> [Description of the task]:
A single stretch of the material below is to be transcribed exactly, starting at the line with "like (265, 408)." and ending after the line with "like (19, 63).".

> [Material to process]:
++++

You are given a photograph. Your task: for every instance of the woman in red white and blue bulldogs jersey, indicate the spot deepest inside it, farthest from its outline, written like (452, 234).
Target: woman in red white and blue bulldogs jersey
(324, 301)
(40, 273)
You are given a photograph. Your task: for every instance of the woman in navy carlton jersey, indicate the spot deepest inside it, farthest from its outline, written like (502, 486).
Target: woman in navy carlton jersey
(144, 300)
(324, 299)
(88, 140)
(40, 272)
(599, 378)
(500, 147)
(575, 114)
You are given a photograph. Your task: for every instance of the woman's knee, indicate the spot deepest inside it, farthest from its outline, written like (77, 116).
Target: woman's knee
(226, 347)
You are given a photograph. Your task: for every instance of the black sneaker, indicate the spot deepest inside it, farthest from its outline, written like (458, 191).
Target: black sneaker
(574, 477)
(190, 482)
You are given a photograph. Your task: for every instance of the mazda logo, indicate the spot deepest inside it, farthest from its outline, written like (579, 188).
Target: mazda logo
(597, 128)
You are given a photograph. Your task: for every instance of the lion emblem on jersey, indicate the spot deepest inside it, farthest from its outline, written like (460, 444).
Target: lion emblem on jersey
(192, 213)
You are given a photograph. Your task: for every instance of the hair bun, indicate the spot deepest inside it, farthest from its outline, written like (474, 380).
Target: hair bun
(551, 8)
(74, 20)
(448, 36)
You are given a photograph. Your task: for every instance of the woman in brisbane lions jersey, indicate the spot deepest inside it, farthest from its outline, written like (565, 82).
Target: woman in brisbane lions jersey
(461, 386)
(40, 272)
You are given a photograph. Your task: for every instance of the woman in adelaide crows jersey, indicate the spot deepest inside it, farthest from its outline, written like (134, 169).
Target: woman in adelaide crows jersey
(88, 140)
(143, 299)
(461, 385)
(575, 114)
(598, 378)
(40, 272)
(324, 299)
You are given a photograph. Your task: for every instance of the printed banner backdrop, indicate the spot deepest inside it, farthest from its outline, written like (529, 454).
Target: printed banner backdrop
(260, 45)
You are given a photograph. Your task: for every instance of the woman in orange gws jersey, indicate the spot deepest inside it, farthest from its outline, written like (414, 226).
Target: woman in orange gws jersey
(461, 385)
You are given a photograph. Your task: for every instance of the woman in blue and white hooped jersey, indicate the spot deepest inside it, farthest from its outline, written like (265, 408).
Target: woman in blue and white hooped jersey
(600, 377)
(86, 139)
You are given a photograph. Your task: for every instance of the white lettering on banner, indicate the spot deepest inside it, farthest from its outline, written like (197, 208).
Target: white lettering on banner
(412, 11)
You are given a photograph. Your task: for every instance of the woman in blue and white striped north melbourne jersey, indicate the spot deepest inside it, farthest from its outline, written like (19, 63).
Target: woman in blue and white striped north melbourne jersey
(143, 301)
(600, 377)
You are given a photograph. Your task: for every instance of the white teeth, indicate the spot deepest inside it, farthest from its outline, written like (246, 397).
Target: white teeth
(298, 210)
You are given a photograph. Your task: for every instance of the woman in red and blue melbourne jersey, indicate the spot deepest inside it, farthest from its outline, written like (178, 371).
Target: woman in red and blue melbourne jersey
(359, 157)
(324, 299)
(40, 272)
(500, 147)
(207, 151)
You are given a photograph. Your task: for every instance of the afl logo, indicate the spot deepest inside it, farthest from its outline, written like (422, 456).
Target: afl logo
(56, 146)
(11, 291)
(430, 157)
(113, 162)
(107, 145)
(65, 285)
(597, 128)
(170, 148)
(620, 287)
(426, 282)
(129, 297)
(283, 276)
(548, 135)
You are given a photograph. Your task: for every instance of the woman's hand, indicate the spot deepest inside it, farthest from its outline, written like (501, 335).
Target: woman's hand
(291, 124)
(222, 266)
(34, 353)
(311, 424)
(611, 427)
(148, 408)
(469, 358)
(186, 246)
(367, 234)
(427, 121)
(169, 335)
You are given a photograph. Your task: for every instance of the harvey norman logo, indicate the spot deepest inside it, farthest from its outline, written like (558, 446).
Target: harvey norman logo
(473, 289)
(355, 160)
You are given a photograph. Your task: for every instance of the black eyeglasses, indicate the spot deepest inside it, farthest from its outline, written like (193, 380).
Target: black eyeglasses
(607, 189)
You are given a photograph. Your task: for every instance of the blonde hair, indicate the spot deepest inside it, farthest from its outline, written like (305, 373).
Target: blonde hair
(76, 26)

++++

> [Output of the exercise]:
You are given a photograph. Your task: for every instance of the woman in blue and white hooped jersey, indicate the spot deepest inside it, farthest from its outline, written like (265, 408).
Target: woman in blue and white hooped jersey
(600, 377)
(86, 139)
You are given a photograph. Your task: for every instance of the white lettering on banner, indicate the spot deepest inside it, farthest from its outline, written like (197, 208).
Target: white lettering on banner
(412, 11)
You are given a photograph. Your task: for every instance of the woman in blue and white striped north melbourne jersey, indicate the spot deepest inside it, farthest from its outline, written like (19, 63).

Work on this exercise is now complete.